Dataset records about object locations
******************************
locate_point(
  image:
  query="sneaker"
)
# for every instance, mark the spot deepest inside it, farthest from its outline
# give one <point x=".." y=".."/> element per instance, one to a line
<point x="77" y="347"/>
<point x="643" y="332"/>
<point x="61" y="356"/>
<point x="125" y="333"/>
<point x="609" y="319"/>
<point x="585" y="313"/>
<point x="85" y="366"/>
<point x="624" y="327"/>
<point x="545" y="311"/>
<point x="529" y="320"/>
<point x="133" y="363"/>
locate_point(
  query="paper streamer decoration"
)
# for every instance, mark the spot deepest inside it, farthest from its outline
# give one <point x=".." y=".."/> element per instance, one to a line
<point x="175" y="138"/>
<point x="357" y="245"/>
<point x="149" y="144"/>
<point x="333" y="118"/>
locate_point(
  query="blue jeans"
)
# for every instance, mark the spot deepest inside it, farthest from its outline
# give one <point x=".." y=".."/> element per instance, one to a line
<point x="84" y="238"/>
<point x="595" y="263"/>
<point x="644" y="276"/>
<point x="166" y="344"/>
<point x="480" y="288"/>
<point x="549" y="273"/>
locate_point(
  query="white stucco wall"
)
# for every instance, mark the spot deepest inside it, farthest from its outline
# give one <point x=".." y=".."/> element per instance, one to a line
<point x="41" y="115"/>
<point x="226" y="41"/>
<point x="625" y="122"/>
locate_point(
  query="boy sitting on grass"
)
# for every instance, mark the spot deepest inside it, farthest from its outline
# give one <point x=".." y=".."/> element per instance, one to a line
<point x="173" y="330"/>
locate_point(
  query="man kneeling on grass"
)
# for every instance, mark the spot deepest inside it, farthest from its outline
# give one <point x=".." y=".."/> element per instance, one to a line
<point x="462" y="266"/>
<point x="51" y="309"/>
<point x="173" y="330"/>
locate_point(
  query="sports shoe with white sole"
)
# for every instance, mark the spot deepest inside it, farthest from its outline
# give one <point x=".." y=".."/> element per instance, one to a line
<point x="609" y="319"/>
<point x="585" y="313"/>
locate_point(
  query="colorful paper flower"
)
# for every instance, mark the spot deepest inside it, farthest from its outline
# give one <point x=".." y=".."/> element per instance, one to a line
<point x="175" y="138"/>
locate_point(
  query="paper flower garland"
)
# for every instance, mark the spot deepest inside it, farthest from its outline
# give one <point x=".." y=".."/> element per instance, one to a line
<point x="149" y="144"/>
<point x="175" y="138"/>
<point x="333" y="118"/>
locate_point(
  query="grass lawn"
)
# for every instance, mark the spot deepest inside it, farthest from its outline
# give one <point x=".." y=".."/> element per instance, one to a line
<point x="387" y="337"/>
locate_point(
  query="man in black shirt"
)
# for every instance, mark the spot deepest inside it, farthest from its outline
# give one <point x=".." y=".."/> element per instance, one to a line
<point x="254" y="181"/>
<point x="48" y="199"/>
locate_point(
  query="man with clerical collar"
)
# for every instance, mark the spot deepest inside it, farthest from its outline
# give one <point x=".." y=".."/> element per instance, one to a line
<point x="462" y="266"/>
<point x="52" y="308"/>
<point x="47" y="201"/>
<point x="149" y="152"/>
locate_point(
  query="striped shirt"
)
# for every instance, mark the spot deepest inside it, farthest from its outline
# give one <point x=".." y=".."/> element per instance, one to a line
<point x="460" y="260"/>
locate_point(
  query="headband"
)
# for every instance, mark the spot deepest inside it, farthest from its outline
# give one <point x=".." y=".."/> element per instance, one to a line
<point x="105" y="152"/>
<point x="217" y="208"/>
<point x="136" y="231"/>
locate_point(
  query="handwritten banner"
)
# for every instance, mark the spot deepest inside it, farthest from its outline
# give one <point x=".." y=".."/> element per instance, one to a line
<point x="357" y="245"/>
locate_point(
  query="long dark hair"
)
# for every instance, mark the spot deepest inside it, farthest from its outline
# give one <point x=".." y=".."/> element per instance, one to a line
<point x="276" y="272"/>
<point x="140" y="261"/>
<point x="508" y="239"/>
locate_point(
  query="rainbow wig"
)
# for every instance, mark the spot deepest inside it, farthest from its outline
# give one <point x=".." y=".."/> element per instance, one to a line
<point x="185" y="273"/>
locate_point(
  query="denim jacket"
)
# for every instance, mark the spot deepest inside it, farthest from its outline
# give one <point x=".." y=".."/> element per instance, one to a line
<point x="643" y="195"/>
******************************
Every line of the data above should be copied exactly.

locate_point(
  image:
  query="sneaker"
)
# for every instance, mark the spot deepest inside it, farthest from its outline
# give one <point x=".." y=".."/> element per instance, one to a line
<point x="77" y="347"/>
<point x="643" y="332"/>
<point x="61" y="356"/>
<point x="125" y="333"/>
<point x="609" y="319"/>
<point x="585" y="313"/>
<point x="85" y="366"/>
<point x="624" y="327"/>
<point x="545" y="311"/>
<point x="529" y="320"/>
<point x="133" y="363"/>
locate_point(
  query="paper streamer decoration"
)
# for every instance, mark the spot deepest inside it, farthest from its outline
# give one <point x=".." y=".."/> element per instance, one to a line
<point x="175" y="138"/>
<point x="357" y="245"/>
<point x="149" y="144"/>
<point x="333" y="118"/>
locate_point(
  query="blue jeans"
)
# for every instance, mark the spot deepest inside it, farthest from its outline
# give one <point x=".." y=".."/> element per instance, one to a line
<point x="84" y="238"/>
<point x="595" y="263"/>
<point x="644" y="276"/>
<point x="166" y="344"/>
<point x="480" y="288"/>
<point x="549" y="273"/>
locate_point(
  query="white stucco wall"
)
# for every instance, mark the spot deepest inside it, farthest from its outline
# give one <point x=".." y=".."/> element per instance, one to a line
<point x="41" y="115"/>
<point x="226" y="41"/>
<point x="625" y="122"/>
locate_point(
  query="boy sitting on grass"
)
# for every instance, mark the spot deepest inside it, farthest from its outline
# give one <point x=".." y=".."/> element per instance, one to a line
<point x="173" y="330"/>
locate_point(
  query="man kneeling on grass"
)
# for every instance, mark the spot deepest inside it, farthest from its outline
# give one <point x=".." y=".."/> element per instance, one to a line
<point x="462" y="266"/>
<point x="51" y="309"/>
<point x="173" y="330"/>
locate_point(
  query="sports shoe with white sole"
)
# for every instance, mark the spot deepest inside it, farthest from its outline
# give one <point x=".." y=".."/> element per instance, one to a line
<point x="609" y="319"/>
<point x="585" y="313"/>
locate_point(
  query="colorful paper flower"
)
# for every instance, mark the spot deepest inside it, farthest from its outline
# give one <point x=".." y=".."/> element per instance, one to a line
<point x="175" y="138"/>
locate_point(
  query="paper flower garland"
)
# for every instance, mark the spot deepest inside it, farthest from its outline
# give one <point x=".." y=".."/> element per instance, one to a line
<point x="149" y="144"/>
<point x="175" y="138"/>
<point x="333" y="118"/>
locate_point(
  query="grass lawn"
)
# for every instance, mark the spot deepest inside it, farthest from its outline
# give one <point x=".." y=".."/> element per instance, one to a line
<point x="387" y="337"/>
locate_point(
  query="man in black shirt"
)
# for every instance, mark the spot deepest inside it, farthest from its outline
# give one <point x=".." y=".."/> element per instance, one to a line
<point x="254" y="181"/>
<point x="48" y="199"/>
locate_point(
  query="man with clerical collar"
)
# for every instance, mark the spot deepest inside it, farthest from its outline
# give one <point x=".." y=".."/> element per instance, one to a line
<point x="462" y="266"/>
<point x="52" y="308"/>
<point x="47" y="201"/>
<point x="149" y="152"/>
locate_point(
  query="striped shirt"
)
# for every instance, mark the spot deepest inside it, farthest from its outline
# give one <point x=".." y=".."/> element per instance, one to a line
<point x="460" y="260"/>
locate_point(
  query="headband"
)
# for every instance, mark the spot deepest inside it, farthest from its outline
# give one <point x=".." y=".."/> element per instance, one to a line
<point x="105" y="152"/>
<point x="217" y="208"/>
<point x="136" y="231"/>
locate_point(
  query="handwritten banner"
)
# for every instance, mark the spot deepest inside it, farthest from its outline
# give one <point x=".." y=".."/> element per instance, one to a line
<point x="357" y="245"/>
locate_point(
  query="long dark hair"
)
# for every instance, mark the spot deepest inside it, farthest from its outline
# give one <point x=".." y=".."/> element per instance, one to a line
<point x="276" y="272"/>
<point x="140" y="261"/>
<point x="508" y="239"/>
locate_point(
  query="rainbow wig"
)
# for every instance, mark the spot deepest inside it, farthest from its outline
# give one <point x=".." y=".."/> element per instance, one to a line
<point x="185" y="273"/>
locate_point(
  query="denim jacket"
)
# for every instance, mark the spot deepest inside it, farthest from its outline
# give one <point x=".." y=".."/> element per instance, one to a line
<point x="643" y="195"/>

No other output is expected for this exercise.